■ **RECORD SET**

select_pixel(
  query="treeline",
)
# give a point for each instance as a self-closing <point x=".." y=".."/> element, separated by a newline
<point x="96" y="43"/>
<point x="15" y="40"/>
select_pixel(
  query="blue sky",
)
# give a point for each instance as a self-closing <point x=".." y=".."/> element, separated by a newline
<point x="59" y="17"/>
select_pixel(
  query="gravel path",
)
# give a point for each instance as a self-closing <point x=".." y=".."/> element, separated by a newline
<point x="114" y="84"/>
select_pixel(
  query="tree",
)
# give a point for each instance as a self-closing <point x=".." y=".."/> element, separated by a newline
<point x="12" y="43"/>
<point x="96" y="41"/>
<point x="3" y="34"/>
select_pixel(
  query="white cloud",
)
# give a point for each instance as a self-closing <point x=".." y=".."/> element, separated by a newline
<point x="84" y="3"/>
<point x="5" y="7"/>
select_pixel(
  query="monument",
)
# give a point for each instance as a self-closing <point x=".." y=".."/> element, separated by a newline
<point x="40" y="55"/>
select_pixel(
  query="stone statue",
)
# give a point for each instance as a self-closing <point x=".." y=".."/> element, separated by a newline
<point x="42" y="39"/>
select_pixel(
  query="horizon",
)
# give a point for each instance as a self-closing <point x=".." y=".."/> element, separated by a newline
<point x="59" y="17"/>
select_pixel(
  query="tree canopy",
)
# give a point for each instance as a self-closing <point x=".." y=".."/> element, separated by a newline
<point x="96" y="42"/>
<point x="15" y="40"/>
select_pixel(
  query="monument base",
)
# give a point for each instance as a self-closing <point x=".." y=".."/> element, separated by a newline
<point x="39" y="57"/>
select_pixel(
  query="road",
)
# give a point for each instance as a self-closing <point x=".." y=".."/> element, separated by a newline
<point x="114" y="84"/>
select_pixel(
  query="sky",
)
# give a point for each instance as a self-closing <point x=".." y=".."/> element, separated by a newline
---
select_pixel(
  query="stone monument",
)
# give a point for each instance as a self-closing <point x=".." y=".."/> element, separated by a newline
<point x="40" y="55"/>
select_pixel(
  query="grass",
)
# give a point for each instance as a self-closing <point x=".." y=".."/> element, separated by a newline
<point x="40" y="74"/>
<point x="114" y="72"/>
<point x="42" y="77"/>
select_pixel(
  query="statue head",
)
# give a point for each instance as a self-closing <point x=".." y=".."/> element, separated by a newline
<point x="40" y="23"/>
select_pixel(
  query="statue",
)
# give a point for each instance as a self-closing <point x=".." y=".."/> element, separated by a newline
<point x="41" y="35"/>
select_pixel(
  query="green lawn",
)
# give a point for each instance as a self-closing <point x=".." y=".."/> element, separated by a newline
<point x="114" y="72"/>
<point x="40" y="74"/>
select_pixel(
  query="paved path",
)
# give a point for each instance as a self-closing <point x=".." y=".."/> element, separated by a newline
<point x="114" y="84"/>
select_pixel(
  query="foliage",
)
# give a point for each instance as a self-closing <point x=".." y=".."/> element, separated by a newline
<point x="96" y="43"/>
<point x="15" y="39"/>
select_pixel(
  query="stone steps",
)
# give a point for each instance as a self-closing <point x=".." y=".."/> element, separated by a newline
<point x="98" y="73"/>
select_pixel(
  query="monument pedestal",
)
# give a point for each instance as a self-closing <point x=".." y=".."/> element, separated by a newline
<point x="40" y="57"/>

■ **GOAL**
Pull out each line of the records that contains the string "stone", treating uppercase and lowercase as different. Copy every such line unchanged.

■ **FINISHED EXERCISE**
  query="stone statue",
  query="stone monument",
  query="stone steps",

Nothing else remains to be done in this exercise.